START THE DATA

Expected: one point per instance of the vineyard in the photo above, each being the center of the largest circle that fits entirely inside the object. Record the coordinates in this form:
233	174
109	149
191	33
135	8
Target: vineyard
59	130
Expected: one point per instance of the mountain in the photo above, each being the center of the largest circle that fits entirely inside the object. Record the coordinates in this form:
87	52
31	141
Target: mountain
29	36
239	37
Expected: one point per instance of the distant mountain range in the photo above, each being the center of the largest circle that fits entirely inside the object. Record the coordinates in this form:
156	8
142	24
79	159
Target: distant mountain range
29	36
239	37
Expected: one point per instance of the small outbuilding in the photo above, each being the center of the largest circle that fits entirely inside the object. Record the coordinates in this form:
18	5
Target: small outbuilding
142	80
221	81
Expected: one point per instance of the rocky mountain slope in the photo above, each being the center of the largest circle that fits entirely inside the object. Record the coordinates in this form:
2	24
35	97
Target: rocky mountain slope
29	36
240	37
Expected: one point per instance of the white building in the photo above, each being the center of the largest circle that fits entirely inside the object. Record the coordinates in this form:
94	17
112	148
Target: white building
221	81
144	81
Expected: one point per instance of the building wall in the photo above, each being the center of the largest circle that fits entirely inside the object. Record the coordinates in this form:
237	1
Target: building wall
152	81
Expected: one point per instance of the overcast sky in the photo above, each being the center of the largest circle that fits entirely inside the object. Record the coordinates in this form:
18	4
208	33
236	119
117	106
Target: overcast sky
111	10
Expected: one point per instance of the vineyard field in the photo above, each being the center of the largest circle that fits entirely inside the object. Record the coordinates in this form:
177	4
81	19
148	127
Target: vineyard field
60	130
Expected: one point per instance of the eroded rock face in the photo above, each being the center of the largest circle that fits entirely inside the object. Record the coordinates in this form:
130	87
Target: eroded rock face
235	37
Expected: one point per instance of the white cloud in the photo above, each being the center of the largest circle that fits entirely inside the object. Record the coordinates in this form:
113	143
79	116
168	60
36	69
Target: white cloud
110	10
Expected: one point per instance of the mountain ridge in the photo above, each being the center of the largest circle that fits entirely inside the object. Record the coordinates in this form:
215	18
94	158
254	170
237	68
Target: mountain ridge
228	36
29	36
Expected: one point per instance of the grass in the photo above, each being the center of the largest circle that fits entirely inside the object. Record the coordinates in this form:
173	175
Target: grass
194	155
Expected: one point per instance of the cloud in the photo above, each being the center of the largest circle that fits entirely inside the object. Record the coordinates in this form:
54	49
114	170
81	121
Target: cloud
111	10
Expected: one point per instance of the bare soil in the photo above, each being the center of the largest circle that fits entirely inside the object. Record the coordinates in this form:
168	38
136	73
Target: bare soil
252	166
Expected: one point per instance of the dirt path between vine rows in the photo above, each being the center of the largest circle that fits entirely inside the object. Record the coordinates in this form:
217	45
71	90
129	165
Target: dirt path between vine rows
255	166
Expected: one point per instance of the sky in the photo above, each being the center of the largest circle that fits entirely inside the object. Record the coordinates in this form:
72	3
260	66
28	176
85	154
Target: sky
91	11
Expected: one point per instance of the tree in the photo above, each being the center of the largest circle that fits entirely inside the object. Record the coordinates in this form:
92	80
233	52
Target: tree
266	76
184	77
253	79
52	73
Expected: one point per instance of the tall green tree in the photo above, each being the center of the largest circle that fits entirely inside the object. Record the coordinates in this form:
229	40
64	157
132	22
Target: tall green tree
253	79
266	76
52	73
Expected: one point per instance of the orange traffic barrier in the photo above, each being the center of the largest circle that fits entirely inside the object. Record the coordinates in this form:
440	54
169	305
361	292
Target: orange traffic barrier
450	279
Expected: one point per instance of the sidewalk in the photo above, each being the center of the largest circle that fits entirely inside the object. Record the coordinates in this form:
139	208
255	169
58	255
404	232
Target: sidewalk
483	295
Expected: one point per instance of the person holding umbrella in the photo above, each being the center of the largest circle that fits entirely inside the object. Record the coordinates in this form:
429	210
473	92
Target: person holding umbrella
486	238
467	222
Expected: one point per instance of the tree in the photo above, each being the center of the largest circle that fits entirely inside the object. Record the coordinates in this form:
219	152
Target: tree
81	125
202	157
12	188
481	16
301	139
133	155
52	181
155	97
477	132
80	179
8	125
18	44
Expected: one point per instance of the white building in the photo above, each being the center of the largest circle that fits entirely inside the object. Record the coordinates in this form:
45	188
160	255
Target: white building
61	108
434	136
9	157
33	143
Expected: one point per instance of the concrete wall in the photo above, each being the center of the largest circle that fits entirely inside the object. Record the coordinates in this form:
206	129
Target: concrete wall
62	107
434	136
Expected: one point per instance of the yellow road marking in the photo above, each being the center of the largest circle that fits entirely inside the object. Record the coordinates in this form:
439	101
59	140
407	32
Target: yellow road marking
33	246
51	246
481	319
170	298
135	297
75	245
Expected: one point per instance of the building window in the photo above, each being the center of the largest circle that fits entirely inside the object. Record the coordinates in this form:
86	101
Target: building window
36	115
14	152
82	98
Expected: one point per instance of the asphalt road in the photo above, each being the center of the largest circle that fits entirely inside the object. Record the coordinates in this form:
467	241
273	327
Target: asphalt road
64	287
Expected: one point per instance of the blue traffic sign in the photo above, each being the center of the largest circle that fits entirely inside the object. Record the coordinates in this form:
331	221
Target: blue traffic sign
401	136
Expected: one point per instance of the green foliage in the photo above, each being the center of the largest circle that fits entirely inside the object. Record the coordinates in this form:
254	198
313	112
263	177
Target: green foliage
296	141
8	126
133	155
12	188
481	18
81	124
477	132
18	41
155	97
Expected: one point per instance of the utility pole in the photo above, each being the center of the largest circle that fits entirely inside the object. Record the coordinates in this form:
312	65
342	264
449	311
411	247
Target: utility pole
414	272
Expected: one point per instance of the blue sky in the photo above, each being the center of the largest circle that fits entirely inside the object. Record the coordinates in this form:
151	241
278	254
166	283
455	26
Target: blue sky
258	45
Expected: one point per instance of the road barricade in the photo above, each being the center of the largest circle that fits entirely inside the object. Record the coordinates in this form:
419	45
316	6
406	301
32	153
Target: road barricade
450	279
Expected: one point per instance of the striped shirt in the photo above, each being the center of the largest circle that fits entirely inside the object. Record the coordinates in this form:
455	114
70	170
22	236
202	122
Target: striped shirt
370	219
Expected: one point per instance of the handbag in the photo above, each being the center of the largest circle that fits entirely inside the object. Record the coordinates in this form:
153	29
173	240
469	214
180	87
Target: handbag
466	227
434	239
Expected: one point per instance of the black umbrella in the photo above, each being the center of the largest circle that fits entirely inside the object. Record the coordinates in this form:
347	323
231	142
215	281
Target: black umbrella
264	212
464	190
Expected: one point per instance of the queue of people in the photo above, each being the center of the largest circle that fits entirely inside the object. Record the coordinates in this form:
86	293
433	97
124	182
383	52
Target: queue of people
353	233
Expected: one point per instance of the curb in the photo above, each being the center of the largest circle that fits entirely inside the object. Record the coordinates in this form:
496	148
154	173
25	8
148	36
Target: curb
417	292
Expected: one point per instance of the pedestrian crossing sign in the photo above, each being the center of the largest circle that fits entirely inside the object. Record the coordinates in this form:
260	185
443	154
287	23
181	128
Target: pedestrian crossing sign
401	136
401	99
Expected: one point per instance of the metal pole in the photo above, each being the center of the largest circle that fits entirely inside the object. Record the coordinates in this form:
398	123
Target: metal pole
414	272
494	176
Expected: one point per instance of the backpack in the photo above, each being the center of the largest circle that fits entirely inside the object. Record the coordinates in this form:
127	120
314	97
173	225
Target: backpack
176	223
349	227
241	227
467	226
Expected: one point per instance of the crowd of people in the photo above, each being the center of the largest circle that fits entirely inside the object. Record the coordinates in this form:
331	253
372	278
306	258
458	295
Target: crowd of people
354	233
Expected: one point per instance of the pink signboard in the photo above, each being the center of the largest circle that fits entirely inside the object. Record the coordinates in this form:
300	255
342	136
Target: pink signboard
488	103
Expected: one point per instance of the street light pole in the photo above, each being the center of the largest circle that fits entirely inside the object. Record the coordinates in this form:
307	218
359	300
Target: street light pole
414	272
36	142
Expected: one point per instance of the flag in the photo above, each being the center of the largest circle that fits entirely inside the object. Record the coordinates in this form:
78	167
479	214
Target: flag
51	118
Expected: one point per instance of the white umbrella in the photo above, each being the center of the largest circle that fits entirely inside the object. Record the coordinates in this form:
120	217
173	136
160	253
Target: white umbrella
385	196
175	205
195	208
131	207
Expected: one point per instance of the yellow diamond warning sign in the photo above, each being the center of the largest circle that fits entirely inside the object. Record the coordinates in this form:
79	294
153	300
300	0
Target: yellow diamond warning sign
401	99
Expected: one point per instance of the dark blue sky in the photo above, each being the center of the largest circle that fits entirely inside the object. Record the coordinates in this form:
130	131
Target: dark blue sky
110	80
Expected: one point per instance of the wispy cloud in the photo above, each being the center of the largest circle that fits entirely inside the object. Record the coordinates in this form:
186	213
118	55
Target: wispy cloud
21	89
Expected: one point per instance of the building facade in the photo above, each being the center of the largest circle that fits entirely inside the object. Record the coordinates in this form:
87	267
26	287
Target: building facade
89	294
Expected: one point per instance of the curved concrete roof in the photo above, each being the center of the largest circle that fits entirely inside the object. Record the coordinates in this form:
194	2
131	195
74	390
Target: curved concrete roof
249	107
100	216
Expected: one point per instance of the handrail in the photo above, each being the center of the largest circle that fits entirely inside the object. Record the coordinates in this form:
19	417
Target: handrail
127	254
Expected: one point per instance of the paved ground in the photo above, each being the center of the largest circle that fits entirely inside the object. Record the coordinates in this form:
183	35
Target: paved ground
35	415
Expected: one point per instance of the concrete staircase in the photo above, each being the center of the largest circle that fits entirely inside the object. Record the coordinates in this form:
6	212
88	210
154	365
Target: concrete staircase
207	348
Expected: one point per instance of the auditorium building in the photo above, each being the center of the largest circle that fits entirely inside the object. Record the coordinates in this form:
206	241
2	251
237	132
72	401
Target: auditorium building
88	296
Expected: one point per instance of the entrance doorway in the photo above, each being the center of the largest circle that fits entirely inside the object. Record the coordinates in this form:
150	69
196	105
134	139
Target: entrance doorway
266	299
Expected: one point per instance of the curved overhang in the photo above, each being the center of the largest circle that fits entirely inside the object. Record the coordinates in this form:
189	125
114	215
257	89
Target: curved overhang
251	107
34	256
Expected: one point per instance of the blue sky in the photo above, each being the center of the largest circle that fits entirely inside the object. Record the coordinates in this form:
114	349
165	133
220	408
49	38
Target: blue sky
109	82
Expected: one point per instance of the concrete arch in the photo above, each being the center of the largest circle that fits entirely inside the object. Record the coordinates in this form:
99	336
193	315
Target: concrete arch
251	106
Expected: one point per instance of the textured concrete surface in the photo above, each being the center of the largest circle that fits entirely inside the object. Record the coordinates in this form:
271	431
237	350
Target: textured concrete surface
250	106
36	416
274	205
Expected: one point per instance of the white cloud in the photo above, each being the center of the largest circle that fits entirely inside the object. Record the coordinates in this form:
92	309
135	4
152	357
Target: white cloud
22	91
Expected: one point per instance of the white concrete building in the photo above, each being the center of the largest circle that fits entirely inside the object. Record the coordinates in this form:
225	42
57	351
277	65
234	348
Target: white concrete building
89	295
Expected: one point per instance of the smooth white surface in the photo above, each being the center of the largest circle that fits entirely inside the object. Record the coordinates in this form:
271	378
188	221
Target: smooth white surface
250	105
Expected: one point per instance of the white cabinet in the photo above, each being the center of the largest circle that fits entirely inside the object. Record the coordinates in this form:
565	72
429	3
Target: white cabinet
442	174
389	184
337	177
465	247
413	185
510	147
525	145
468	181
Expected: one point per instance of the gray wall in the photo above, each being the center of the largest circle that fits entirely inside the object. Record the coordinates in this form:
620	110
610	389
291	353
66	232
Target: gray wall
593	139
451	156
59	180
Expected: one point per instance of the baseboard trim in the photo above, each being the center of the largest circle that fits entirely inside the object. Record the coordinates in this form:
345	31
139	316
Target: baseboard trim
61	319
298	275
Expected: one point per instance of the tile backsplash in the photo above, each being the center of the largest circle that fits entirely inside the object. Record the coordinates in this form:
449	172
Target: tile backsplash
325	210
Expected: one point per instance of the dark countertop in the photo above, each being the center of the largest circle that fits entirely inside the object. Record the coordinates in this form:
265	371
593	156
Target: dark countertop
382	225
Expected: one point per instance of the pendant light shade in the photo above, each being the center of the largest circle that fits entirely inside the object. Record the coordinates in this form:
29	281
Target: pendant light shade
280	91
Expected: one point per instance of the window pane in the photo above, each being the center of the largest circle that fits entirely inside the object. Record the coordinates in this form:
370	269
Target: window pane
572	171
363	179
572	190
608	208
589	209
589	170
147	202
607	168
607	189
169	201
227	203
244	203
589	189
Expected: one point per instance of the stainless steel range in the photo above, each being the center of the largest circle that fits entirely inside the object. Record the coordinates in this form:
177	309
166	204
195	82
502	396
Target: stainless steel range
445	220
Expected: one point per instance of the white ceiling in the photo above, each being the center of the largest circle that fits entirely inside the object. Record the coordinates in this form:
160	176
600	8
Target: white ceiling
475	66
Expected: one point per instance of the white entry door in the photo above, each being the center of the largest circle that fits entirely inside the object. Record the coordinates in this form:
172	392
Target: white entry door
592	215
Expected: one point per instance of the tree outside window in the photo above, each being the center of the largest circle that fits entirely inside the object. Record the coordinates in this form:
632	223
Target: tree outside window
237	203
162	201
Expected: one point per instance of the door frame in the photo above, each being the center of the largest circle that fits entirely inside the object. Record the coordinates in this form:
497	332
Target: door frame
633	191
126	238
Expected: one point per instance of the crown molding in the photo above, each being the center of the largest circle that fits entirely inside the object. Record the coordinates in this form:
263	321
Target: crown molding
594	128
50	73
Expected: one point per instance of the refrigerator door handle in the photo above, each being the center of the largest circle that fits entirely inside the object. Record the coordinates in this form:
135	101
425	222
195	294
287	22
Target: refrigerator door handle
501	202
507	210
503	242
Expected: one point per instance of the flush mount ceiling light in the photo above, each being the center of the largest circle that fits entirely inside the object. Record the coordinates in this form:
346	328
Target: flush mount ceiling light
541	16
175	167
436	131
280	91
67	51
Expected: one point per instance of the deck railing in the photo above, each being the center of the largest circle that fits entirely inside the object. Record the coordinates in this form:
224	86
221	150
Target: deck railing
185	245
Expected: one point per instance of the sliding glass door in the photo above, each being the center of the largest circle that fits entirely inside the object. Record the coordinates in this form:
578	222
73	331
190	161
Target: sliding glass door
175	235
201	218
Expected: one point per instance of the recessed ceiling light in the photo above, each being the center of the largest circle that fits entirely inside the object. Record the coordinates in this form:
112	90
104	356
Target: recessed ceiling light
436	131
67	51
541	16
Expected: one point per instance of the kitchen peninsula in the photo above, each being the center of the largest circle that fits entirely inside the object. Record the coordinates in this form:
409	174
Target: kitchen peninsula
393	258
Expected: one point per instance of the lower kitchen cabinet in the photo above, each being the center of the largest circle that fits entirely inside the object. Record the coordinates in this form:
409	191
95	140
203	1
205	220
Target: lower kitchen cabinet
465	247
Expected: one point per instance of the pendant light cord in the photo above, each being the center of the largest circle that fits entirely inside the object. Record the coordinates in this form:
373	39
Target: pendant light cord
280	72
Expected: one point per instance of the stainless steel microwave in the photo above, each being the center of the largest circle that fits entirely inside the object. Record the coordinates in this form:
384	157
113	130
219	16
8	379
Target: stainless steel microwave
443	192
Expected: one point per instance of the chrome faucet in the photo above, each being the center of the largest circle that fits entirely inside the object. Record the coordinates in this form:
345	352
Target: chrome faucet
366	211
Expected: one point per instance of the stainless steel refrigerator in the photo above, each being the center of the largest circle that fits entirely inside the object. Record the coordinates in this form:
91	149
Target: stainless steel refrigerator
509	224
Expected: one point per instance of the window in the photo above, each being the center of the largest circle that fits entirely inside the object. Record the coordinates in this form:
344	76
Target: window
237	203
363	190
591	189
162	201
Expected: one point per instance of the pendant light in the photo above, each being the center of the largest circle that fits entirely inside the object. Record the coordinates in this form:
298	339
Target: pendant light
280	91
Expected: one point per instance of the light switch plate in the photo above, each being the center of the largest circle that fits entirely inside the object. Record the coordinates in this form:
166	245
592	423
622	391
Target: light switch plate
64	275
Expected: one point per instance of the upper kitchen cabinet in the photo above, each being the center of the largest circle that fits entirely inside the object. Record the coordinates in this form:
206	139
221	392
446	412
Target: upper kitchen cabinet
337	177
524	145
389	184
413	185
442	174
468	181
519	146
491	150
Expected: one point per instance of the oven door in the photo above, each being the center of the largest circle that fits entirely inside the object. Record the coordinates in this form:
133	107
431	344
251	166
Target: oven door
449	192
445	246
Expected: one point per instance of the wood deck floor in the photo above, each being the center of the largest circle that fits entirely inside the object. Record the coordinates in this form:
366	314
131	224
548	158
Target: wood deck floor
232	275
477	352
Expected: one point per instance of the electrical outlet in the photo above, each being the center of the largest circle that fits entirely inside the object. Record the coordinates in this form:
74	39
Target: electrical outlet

END THE DATA

WHAT TO PRODUCE.
Pick out each line above that includes "outlet" and show it.

RESULT OF THE TASK.
Expected: one point per instance of the electrical outlet in the photo above, each being the center of the largest circle that fits entirely inside the object. Record the coordinates in this form:
Target: electrical outlet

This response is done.